» ACTIVITY:
After reading the lines below, count those that contain "place" and give the count alone.

Items listed in a dataset
[Start of Attachment]

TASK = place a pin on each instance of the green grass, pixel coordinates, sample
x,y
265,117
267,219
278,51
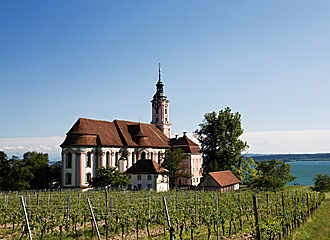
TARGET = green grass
x,y
318,226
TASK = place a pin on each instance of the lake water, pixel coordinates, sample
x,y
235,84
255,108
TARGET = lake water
x,y
306,171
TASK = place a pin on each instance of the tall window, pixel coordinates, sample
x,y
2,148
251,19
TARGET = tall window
x,y
89,159
88,177
69,160
108,159
68,179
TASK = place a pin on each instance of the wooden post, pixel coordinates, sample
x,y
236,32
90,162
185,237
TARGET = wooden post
x,y
255,207
26,218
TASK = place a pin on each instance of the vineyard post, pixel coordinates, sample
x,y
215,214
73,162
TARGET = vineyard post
x,y
26,218
68,208
149,208
255,207
240,212
307,205
284,218
95,224
217,217
295,216
302,198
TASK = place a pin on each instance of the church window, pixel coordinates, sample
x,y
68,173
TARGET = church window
x,y
89,159
107,161
69,160
88,177
68,179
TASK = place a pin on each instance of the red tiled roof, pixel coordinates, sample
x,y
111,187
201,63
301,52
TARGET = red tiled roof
x,y
185,143
88,132
146,167
224,178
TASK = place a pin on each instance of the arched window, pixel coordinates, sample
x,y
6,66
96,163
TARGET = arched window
x,y
68,177
89,159
69,160
107,159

[End of Attachment]

» SOLUTION TO THE PROBLEM:
8